━━━ PROVIDED INFORMATION ━━━

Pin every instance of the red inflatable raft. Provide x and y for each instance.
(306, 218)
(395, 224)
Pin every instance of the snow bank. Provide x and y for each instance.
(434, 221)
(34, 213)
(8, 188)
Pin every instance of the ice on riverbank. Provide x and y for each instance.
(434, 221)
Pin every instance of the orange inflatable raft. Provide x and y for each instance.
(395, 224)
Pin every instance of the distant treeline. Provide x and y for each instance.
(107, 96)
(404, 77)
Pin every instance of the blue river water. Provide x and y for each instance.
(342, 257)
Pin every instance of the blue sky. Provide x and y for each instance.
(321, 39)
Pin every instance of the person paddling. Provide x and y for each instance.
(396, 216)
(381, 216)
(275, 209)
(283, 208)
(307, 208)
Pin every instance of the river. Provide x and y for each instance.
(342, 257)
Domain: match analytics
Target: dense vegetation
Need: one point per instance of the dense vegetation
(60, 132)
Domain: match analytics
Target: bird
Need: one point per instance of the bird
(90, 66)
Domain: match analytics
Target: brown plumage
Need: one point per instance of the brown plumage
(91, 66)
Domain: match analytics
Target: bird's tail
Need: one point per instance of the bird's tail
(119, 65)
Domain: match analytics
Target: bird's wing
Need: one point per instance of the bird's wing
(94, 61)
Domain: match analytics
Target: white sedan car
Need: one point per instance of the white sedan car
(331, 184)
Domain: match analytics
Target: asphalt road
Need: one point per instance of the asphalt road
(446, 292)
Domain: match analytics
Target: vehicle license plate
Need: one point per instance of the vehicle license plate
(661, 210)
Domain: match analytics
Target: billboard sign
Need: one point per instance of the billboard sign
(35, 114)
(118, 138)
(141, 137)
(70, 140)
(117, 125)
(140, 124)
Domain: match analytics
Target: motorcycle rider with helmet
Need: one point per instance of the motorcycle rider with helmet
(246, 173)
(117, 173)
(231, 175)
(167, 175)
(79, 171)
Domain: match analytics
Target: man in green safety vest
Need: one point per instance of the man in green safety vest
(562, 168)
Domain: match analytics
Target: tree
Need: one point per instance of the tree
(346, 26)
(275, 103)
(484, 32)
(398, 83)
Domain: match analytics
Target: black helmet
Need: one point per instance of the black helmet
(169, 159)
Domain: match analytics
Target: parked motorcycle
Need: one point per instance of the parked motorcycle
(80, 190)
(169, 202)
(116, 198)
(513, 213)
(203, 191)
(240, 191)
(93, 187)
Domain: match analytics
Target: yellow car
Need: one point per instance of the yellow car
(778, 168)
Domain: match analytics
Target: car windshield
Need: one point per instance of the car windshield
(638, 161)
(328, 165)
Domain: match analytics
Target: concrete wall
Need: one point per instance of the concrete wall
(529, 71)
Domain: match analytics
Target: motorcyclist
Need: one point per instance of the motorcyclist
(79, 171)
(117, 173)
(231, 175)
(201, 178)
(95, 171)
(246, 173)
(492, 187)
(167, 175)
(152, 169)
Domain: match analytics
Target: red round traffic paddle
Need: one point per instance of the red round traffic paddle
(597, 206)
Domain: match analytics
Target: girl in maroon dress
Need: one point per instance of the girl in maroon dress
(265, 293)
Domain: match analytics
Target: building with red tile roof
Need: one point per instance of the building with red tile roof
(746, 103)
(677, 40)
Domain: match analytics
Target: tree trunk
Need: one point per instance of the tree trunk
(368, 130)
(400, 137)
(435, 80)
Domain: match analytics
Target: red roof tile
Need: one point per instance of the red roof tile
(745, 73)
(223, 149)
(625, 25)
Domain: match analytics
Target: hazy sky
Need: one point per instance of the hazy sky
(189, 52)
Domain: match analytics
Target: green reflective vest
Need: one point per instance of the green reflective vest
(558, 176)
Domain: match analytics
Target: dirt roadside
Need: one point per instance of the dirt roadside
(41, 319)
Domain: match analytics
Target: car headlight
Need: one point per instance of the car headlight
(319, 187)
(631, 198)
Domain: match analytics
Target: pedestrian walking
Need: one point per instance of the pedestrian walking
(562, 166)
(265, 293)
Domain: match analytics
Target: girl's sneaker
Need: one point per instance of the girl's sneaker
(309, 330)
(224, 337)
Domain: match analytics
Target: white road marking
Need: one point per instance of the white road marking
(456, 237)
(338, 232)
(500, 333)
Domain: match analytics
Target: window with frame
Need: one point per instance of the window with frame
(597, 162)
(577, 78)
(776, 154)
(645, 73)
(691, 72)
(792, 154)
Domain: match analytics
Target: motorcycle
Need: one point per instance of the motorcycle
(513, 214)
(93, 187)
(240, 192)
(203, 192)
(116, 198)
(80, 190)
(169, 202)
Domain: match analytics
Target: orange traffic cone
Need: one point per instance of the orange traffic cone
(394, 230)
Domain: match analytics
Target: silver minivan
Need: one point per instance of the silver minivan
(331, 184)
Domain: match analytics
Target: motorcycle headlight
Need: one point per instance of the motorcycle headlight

━━━

(AIM):
Identify each line of the data above that contains the word "black" and copy those lines in full. Uppercase and lowercase letters count as different.

(PROBLEM SOLUTION):
Target: black helmet
Need: one point per instance of the black helmet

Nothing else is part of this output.